• [Page excerpt]
But if we figure out what we really want, we don’t end up with tons of clutter. Because maybe you don’t ultimately get the $10,000 Birkin bag, but at least you don’t end up with a ridiculous Hermes keychain. Too many of my purchases were “I really wanted that but this is good enough.” Not anymore. It’s what I want or nothing. And in many cases, I really do hope it’s nothing.
10. Think About The End Use of Your Products
The less stuff I have, the less stuff I have to dispose of. The less I have to dispose of, the more thoughtfully I can think of how to dispose of the product. When I’m overwhelmed with too many things, it can be easy just to throw everything in the trash.
But over along period of time, I can donate, gift, repurpose, recycle, etc. And if I start this conversation before I even buy the product, I can reduce the number of questions in the end. And that will save a lot of time and landfill space.
11. Your Stuff Fills Up Whatever Space You Give It
Even after decluttering, the apartment doesn’t look different. Stuff naturally fills up the space it’s in. Still, you can still feel more space in between your objects. They say that silence makes music sing. It’s the negative space that makes things beautiful.

• [Entries provided]
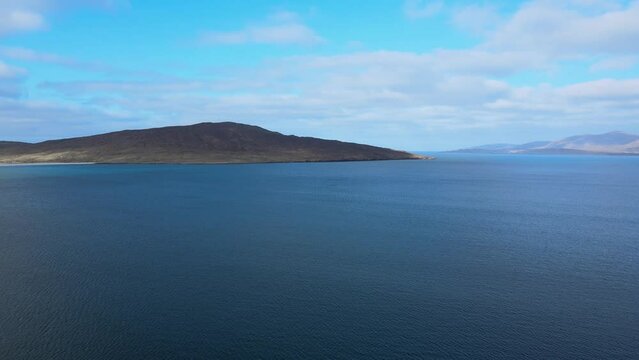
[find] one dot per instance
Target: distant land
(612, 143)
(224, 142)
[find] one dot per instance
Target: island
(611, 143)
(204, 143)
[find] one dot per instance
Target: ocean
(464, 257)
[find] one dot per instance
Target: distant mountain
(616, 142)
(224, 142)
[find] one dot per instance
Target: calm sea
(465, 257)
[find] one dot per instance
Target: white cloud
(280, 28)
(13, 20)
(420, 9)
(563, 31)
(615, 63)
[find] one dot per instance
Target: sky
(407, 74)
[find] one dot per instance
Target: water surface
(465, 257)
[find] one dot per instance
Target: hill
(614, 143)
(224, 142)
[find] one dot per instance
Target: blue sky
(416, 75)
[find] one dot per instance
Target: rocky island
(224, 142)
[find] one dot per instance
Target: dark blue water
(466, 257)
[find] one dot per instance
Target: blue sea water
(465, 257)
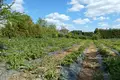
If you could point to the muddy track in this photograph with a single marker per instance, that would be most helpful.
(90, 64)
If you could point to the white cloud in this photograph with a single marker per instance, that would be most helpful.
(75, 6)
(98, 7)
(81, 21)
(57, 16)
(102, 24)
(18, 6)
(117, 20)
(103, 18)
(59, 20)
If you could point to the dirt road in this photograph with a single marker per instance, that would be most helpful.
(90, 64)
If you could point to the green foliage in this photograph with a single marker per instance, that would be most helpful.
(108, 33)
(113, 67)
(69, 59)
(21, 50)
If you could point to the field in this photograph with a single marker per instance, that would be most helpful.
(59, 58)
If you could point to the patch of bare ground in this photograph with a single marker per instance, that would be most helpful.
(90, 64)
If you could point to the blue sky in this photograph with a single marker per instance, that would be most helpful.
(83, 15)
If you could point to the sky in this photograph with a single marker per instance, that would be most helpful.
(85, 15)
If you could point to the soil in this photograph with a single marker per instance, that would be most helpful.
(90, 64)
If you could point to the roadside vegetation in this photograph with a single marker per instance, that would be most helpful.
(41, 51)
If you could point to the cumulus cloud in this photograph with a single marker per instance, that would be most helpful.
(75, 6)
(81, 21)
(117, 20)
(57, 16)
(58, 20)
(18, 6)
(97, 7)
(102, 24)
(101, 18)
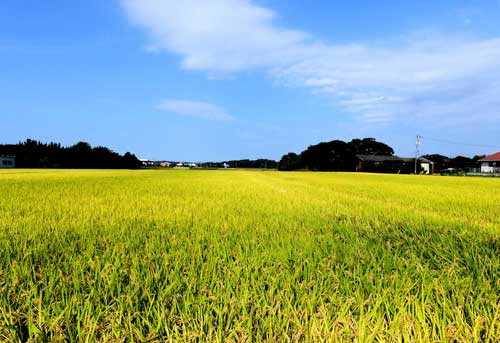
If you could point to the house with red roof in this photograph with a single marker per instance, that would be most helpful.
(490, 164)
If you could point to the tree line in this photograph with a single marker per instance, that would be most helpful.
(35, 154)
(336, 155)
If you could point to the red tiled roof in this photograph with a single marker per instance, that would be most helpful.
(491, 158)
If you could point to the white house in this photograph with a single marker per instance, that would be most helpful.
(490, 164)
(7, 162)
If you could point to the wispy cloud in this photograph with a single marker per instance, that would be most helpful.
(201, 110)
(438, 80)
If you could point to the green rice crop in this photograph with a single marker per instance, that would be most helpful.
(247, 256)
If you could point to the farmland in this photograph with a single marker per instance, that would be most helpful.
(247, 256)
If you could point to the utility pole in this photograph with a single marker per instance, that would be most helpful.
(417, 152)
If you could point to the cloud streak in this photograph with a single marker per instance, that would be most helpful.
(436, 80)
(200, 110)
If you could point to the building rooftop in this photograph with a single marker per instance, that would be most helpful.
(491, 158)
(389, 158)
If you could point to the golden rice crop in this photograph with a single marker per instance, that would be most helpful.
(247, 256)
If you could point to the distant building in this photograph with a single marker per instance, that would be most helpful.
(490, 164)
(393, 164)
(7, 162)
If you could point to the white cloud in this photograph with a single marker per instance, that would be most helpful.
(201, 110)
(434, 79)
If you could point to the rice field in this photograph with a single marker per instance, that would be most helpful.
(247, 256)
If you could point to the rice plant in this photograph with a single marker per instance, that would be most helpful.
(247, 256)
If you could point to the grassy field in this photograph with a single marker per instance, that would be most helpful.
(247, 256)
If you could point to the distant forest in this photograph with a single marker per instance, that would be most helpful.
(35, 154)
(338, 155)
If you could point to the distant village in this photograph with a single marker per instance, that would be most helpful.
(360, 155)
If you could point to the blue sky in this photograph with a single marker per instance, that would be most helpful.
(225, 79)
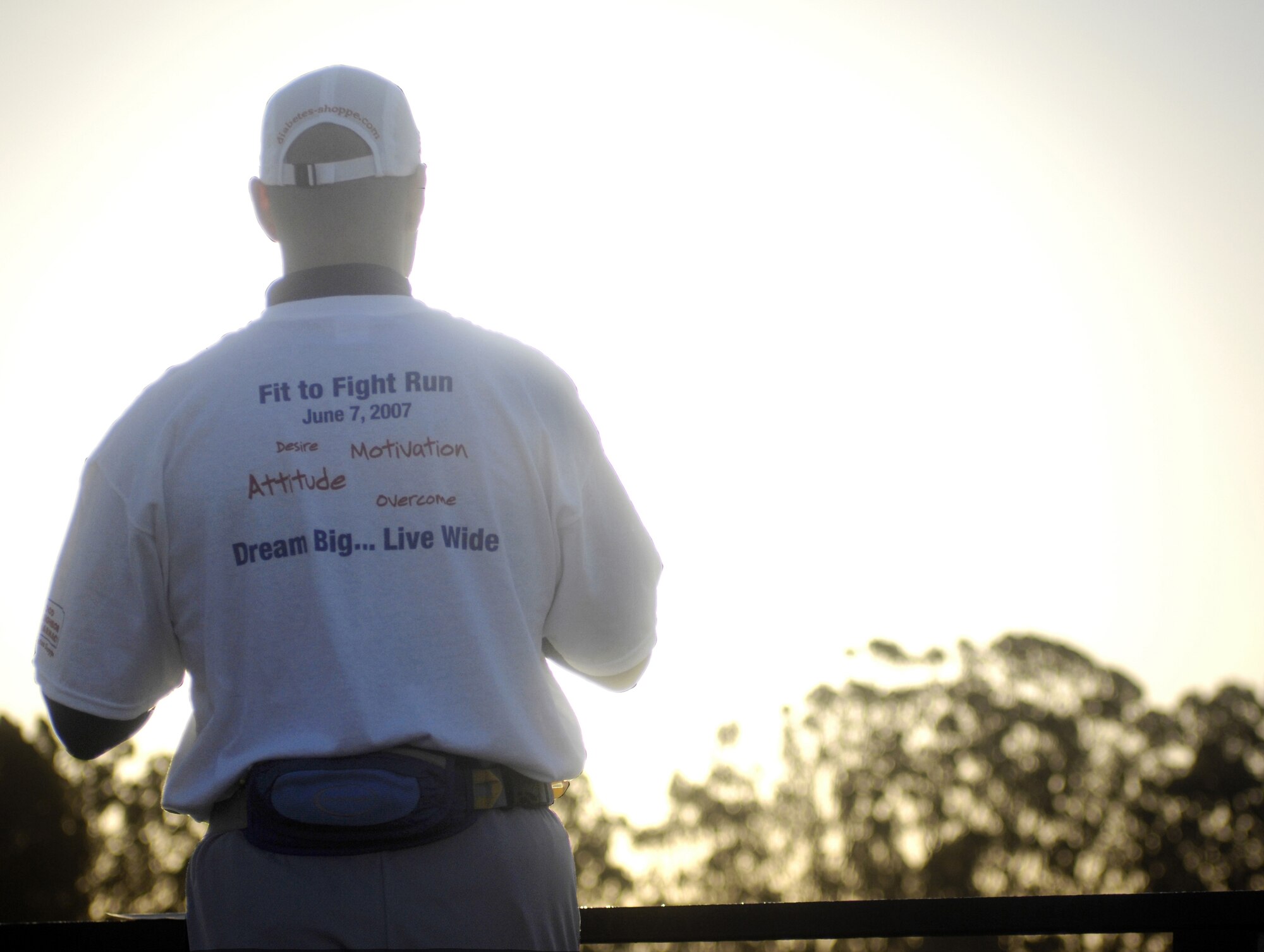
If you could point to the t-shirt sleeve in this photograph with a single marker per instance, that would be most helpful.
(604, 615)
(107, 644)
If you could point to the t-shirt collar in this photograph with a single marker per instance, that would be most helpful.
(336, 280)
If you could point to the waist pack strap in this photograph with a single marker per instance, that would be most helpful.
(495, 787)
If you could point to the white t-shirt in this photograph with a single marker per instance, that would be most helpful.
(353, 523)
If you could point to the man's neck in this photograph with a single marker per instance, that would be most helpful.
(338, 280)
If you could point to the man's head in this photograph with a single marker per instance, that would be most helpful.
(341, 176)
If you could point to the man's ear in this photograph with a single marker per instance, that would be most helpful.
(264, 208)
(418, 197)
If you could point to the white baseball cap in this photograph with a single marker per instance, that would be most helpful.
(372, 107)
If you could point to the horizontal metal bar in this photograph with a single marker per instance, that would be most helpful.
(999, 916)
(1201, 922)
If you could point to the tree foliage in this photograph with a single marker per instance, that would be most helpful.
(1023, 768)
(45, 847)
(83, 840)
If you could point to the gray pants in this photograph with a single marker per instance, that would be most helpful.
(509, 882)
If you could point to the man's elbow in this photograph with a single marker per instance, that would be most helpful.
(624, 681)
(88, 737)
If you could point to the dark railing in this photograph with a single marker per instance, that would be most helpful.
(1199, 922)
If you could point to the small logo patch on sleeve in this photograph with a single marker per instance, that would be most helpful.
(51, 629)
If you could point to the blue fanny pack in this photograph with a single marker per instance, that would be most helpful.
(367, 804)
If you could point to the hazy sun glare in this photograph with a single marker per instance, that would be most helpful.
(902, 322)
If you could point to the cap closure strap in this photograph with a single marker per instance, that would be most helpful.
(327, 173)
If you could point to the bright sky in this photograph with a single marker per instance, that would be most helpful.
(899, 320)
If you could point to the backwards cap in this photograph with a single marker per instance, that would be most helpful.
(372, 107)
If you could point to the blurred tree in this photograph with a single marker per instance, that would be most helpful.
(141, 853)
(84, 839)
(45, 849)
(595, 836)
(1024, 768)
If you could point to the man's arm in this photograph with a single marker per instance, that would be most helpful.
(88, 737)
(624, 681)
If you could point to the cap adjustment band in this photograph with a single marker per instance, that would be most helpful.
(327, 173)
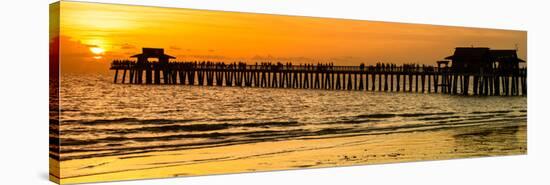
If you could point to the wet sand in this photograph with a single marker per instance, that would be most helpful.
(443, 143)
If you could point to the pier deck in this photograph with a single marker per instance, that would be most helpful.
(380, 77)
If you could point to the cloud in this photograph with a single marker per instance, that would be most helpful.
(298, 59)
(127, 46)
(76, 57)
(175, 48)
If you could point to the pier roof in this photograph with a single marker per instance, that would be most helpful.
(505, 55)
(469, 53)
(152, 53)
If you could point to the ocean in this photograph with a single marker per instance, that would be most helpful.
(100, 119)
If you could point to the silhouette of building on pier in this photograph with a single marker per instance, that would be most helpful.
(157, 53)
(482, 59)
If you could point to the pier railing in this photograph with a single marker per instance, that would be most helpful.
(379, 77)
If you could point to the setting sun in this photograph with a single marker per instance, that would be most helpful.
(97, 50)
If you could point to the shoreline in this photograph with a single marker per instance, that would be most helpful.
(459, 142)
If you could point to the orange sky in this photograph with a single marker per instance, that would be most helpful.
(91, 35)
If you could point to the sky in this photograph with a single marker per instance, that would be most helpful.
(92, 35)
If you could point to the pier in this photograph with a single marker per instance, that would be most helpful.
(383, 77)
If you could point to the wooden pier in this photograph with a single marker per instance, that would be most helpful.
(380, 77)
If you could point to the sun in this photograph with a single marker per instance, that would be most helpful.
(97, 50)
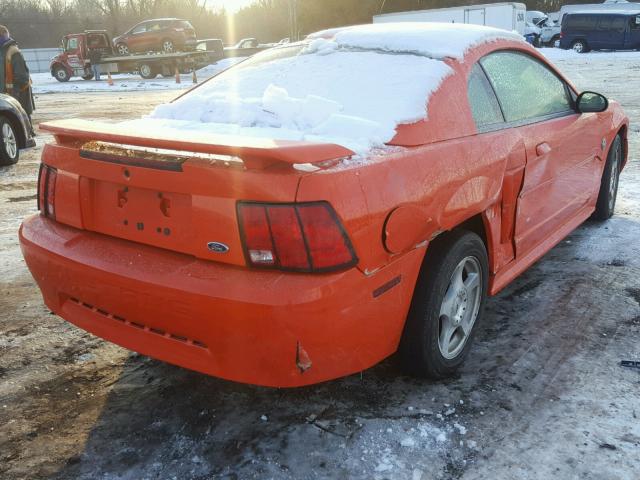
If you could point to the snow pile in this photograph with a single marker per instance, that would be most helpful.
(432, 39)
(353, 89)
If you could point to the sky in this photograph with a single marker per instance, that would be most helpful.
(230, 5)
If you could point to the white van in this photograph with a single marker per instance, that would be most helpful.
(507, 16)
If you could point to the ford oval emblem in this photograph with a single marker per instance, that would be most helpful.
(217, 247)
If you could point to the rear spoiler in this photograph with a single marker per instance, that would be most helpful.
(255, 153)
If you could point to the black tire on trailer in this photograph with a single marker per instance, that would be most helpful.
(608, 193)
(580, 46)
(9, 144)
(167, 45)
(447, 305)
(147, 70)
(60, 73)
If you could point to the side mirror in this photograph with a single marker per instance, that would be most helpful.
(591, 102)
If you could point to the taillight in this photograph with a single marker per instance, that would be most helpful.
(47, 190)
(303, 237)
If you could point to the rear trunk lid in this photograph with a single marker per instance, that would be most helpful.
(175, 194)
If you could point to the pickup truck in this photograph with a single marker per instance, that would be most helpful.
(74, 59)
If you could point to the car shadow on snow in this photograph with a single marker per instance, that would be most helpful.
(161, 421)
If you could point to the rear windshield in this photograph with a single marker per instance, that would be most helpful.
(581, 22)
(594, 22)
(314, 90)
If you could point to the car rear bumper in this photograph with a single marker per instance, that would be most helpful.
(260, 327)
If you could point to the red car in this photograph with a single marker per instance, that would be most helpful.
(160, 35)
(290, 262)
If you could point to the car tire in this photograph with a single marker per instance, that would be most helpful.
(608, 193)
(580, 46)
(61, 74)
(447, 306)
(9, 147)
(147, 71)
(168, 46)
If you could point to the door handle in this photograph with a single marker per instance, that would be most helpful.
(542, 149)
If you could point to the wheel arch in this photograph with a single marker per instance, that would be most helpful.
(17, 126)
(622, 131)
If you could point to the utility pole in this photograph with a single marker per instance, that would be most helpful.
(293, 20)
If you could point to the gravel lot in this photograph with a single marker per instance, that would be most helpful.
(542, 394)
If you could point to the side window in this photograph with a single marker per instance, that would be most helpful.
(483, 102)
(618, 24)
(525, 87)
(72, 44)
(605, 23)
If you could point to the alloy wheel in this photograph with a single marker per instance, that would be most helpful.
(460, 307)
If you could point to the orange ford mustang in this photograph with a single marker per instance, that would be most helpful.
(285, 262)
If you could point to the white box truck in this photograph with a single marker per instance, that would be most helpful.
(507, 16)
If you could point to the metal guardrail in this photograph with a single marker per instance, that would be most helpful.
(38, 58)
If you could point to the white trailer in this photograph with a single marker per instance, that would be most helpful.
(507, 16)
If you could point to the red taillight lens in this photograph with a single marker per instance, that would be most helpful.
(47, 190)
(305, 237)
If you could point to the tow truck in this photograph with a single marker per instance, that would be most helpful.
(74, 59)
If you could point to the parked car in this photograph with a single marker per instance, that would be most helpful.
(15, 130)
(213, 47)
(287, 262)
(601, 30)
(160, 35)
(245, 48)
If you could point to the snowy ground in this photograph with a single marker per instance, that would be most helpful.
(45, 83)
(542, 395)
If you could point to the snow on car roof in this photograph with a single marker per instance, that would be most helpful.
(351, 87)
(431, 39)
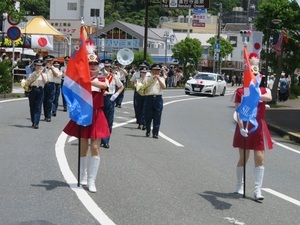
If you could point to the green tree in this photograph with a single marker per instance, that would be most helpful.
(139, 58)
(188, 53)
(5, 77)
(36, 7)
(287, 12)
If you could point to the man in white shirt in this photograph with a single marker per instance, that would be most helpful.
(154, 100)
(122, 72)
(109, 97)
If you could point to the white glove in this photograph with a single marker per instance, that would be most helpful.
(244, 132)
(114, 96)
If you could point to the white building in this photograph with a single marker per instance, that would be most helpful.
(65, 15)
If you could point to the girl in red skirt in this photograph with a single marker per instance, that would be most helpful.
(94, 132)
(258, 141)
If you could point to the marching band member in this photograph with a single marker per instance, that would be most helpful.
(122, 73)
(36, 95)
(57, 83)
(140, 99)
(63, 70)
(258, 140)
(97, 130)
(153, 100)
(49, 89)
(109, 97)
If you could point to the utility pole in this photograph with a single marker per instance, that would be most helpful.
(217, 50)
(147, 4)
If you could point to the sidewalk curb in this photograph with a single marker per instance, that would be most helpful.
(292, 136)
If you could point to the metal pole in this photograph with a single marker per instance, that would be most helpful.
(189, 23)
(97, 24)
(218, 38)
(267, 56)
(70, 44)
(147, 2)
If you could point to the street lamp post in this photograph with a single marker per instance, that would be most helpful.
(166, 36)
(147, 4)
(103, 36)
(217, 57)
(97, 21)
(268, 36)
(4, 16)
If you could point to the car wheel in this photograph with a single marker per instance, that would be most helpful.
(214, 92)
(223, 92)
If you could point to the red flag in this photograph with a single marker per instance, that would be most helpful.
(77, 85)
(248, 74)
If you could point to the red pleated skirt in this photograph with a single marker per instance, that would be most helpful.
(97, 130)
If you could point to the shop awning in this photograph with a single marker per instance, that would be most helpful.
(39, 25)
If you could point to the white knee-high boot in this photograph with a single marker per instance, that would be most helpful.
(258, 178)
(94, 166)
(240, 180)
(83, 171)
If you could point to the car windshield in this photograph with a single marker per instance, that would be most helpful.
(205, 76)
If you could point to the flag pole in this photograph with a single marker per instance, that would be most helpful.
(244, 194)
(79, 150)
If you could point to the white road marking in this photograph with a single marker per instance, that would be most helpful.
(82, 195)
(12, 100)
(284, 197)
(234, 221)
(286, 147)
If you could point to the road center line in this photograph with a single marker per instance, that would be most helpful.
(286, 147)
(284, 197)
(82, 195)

• [Exercise task] Please continue the decluttering text from its last sentence, "It's the negative space that makes things beautiful."

• [The result]
We always think the answer is more storage, but more storage equals more stuff. Once you get rid of the storage, you necessarily have to get rid of your stuff. The storage almost encourages more stuff. To get that beautiful minimalist look, you have to remove way more stuff than you think you should. But that negative space, that breathing room for your stuff, and ultimately for you, is worth it.
Conclusion – Lessons from Decluttering
Even though my apartment doesn’t look much different, the weight lifted off my mind has been tremendous. I really do think that the decisions I’m making now are a great contribution to my future self. The main lessons from decluttering is that I don’t want to be a slave to my past or the future. By living in the present, I’m doing the best I can for the past and the future.